§ Data entries

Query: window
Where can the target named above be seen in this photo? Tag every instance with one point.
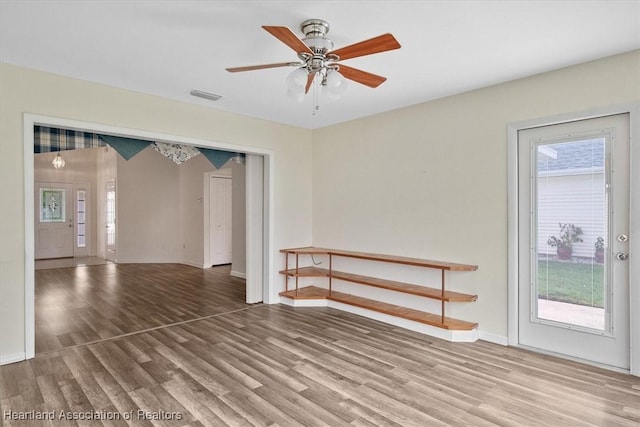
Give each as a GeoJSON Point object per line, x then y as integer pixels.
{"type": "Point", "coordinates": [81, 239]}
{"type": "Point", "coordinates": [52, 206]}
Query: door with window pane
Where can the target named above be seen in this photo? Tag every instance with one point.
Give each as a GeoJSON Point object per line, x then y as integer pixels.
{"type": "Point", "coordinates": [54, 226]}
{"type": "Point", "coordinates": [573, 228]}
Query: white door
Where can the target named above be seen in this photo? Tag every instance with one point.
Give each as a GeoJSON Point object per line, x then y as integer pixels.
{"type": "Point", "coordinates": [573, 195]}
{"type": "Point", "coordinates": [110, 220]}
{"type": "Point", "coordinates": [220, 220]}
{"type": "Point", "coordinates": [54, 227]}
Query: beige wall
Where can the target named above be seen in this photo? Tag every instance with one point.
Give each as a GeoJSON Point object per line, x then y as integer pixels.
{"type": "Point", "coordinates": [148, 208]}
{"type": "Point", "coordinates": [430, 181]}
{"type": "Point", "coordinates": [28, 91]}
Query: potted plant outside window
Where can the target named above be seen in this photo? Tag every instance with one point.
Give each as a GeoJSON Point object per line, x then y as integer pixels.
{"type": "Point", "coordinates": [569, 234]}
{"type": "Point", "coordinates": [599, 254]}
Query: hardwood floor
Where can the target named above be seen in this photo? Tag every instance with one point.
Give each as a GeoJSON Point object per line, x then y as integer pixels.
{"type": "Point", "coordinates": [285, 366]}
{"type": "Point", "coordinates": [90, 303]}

§ Your goal
Reproduce the items from the line containing "Query: door with window pane" through the end of the items, requests included, with every point coordinate in the answers multiplied by 1.4 and rounded to the nearest whole number, halves rounded up.

§ Task solution
Query: door with window pane
Where can the target named above be seen in this photo? Tag every instance with one point.
Give each as a GeoJSON Point object per line, x then y as integer pixels.
{"type": "Point", "coordinates": [76, 316]}
{"type": "Point", "coordinates": [802, 319]}
Query: white door
Where can the target named above be seen in this photo? Tag every instance with one point.
Give each as a GeoJSON Point object per line, x then y as integer pixels.
{"type": "Point", "coordinates": [802, 273]}
{"type": "Point", "coordinates": [154, 308]}
{"type": "Point", "coordinates": [308, 308]}
{"type": "Point", "coordinates": [76, 318]}
Query: beige wall
Where can the target named above be seen in this photo? Tag every instance with one point.
Give each as a GeoJSON Point object per line, x then y as integer pixels.
{"type": "Point", "coordinates": [207, 291]}
{"type": "Point", "coordinates": [602, 253]}
{"type": "Point", "coordinates": [39, 127]}
Query: potted plant outside window
Where can the target named above be seen in this photo? Tag every instance with one point.
Give each as a GeoJSON Point object per line, x then y as integer pixels.
{"type": "Point", "coordinates": [797, 328]}
{"type": "Point", "coordinates": [839, 356]}
Query: hardwood floor
Where can the target named above be seen in this photo? Tag every instance with one point.
Give each as a GeoJSON Point object per line, x then y as integer pixels.
{"type": "Point", "coordinates": [399, 512]}
{"type": "Point", "coordinates": [126, 424]}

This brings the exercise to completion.